#### PASSAGE PROVIDED:
Is the score deterministic, or does it change each run?
Deterministic. Each of the 12 rules is a regex test against your file, and the seven per-line checks are plain string and word-count rules. Paste the identical file twice and you get the identical 2/12 twice. That matters for an unaudited file specifically: the first scan is a baseline you will measure future versions against, so the baseline has to be stable. An audit done by asking an LLM to grade your file is not stable; the same file can come back 6/10 one run and 8/10 the next.
How long does scoring take, and does anything get uploaded?
The analyzer is pure client-side TypeScript in src/lib/analyzer.ts. It runs in roughly a quarter of a second on a normal-sized file, entirely in your browser. There is no upload, no signup, no backend call. Open your network tab and watch: pasting a file produces no POST. That is deliberate, because the file you are scoring is often the most sensitive prose in your repo.

#### WORK INSTRUCTION 1:
According to the analyzer FAQ, how long does scoring take on a normal-sized file?
#### WORK INSTRUCTION 2:
Write the next part of the analyzer FAQ, picking up after its final answer.

(Dataset entries)
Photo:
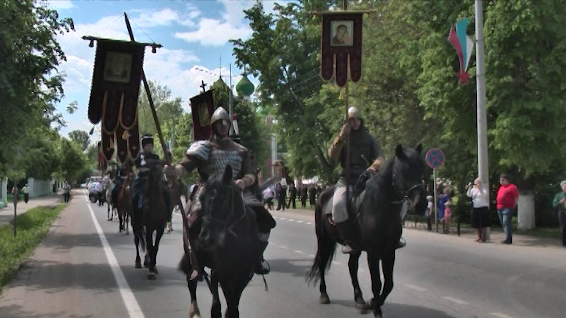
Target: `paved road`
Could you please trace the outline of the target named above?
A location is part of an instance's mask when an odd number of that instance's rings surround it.
[[[90,208],[88,208],[90,207]],[[92,212],[91,212],[92,209]],[[276,212],[278,222],[266,257],[272,273],[245,291],[242,317],[357,317],[347,259],[337,254],[327,283],[333,301],[318,303],[318,288],[305,274],[315,251],[312,217]],[[105,207],[76,195],[55,221],[16,281],[0,299],[3,318],[187,317],[189,295],[177,270],[181,233],[164,237],[158,280],[134,268],[133,238],[106,221]],[[175,215],[178,229],[181,218]],[[562,318],[566,299],[566,251],[478,244],[462,238],[406,230],[407,247],[397,253],[396,285],[384,307],[395,318]],[[360,275],[366,299],[369,274]],[[199,285],[199,304],[209,316],[211,296]]]

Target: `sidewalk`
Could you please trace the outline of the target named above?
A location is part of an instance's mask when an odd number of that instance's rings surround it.
[[[51,194],[30,199],[26,204],[23,200],[18,201],[18,215],[28,212],[30,209],[37,207],[50,207],[57,205],[62,202],[63,196],[61,194]],[[8,203],[8,206],[0,209],[0,226],[10,223],[14,220],[14,203]]]
[[[269,210],[269,212],[272,214],[276,213],[277,216],[280,216],[285,213],[291,213],[295,214],[301,216],[310,216],[314,217],[315,212],[312,210],[306,209],[287,209],[285,211],[282,210]],[[450,229],[450,233],[448,234],[443,234],[440,232],[442,231],[442,225],[439,225],[439,233],[438,235],[446,235],[447,238],[450,238],[452,237],[457,237],[456,234],[456,223],[452,224],[452,226],[451,226]],[[419,231],[428,232],[426,229],[426,223],[417,223],[417,228],[415,228],[415,223],[414,221],[406,221],[405,224],[405,227],[403,229],[404,231],[410,230],[410,231]],[[434,225],[432,226],[432,231],[431,233],[435,233],[435,228]],[[505,234],[503,233],[503,230],[500,227],[491,227],[491,233],[490,234],[490,242],[486,243],[478,244],[502,244],[501,243],[505,239]],[[477,234],[474,229],[471,229],[470,227],[461,227],[460,229],[460,237],[465,238],[470,240],[475,240],[477,238]],[[532,246],[537,247],[550,247],[550,248],[558,248],[561,250],[564,250],[564,247],[562,247],[562,243],[559,239],[544,238],[544,237],[539,237],[535,236],[531,236],[525,234],[513,234],[513,244],[517,246]]]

#### TASK RESPONSE 1:
Roughly a quarter of a second.

#### TASK RESPONSE 2:
What is the fastest way to move off 2/12?
Add the rules the baseline scan says are missing, starting with the highest-leverage pair: R11 (a record of a past failure) and R12 (an instruction to write new lessons back into the file). Those two are what make a config file compound instead of going stale. After that, a tests-must-pass line (R7), a completion condition (R4), and a one-line plan step are each a single sentence that flips a rule. Five or six sentences typically takes a hand-written file from 2/12 to the high single digits.